---- EXTRAIT

Avec cet artiste, c'est encore un peu de poésie qui s'en va. Qui chantera encore la douceur inutile de la pluie qui tombe sur la mer ? Qui hurlera avec autant de fêlures dans la voix et dans l'âme « je ne te salue pas » à la face d'un Dieu oublieux de son œuvre, laissée en plan, en friche, en merdier ? Qui chantera encore « je hais les gosses » ? Et Rouen, et le sac à main de la putain ? Leprest, c'était une longue déchirure qui se mettait à nu dans ses textes...
Profonde tristesse ce soir... Je ne peux me consoler (c'est un bien grand mot) qu'avec la voix d'Allain.
Allez, lançons ensemble une prière à la face des cieux !
Je ne te salue pas
Je ne te salue pas
Toi qui vis dans les cieux
Athée, j'habite en bas
De ton toit prétentieux
En fumeur de havane
Gros beauf qui te pavanes
Au milieu des charniers
Avec tes dobermans
Je ne te salue pas
Toi qui te crois mon Dieu
Je ne te salue pas
Toi qui vis dans les cieux
Pacha, mauvais sherpa
Coupeur de bites en deux
P.D.G. des nuages
Vendeur de faux voyages
Dealer de poudre aux yeux
Metteur de filles en cage
Je ne te salue pas
Toi qui te crois mon Dieu
Je ne te salue pas
Toi qui vis dans les cieux
Le monde, et pourquoi pas ?

--------

* [CONSIGNE]
Répondez aux questions suivantes sur l'extrait consacré à Leprest.
(a) Quelle ville figure parmi les sujets que chantait l'artiste ?
(b) Avec quelle voix la personne qui écrit peut-elle se consoler ce soir ?
(c) Dans la chanson, quel mot précède « j'habite en bas » ?

---- DONNÉES FOURNIES

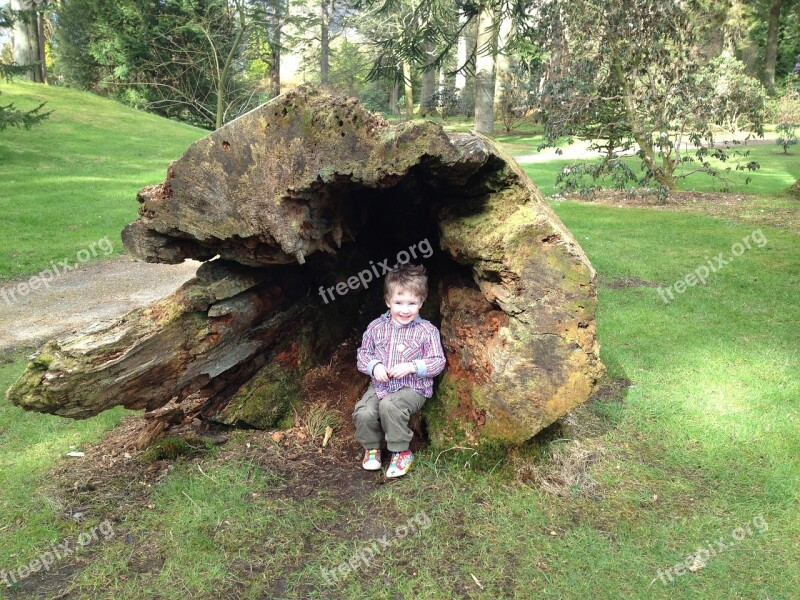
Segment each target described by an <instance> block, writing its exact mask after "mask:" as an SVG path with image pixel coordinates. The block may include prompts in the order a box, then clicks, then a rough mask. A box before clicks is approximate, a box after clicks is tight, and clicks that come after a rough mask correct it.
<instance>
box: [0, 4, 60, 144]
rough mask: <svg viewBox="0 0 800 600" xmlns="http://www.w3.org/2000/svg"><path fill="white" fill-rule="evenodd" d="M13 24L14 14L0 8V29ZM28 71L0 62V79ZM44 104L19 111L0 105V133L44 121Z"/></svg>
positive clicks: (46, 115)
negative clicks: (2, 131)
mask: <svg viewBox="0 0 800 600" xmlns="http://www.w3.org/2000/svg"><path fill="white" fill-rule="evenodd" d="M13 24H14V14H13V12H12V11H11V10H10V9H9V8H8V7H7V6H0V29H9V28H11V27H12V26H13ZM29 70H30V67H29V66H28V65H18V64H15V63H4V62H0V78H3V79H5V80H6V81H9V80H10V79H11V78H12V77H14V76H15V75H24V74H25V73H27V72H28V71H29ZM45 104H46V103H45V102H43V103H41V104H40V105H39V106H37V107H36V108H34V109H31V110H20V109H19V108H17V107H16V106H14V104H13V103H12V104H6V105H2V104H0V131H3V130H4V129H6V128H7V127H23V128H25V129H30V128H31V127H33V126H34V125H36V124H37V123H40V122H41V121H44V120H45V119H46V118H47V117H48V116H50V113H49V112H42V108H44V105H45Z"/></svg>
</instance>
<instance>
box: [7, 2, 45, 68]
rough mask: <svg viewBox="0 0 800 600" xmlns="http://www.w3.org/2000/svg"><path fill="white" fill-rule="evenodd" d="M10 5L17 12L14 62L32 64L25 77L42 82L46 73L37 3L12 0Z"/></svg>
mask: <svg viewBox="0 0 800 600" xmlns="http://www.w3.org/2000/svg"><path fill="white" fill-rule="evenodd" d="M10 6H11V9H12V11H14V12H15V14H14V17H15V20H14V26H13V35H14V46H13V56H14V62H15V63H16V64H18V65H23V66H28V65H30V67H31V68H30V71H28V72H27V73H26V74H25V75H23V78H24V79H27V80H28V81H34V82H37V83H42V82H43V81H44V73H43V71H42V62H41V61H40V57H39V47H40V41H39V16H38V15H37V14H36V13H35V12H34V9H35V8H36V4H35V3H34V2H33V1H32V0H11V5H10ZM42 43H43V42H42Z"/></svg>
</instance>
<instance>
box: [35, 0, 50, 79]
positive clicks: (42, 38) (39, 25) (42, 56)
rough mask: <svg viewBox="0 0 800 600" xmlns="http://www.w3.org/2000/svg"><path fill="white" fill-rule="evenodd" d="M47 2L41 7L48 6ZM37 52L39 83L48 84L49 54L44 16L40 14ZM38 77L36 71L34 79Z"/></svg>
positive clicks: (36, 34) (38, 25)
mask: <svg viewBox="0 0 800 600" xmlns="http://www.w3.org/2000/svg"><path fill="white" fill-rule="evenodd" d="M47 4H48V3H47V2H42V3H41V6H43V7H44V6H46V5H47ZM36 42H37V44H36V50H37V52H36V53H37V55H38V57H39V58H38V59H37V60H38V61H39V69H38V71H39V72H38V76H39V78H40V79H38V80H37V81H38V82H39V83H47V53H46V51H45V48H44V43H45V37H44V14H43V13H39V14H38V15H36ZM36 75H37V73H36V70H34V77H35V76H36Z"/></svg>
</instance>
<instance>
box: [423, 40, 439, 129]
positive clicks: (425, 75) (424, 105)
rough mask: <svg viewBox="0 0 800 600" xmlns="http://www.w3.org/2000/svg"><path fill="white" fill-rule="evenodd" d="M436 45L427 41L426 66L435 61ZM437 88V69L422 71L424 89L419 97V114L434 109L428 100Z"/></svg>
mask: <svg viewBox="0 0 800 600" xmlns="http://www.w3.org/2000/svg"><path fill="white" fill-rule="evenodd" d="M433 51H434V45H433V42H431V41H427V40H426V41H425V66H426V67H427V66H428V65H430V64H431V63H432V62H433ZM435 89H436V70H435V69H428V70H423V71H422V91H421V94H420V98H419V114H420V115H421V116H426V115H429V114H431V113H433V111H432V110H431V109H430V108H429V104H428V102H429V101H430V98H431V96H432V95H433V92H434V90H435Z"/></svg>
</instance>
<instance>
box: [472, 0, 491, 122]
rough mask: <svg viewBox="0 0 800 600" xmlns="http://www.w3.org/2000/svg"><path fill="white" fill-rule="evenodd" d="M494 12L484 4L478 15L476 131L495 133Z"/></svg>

--------

* [RÉPONSE]
(a) Rouen.
(b) La voix d'Allain.
(c) « Athée ».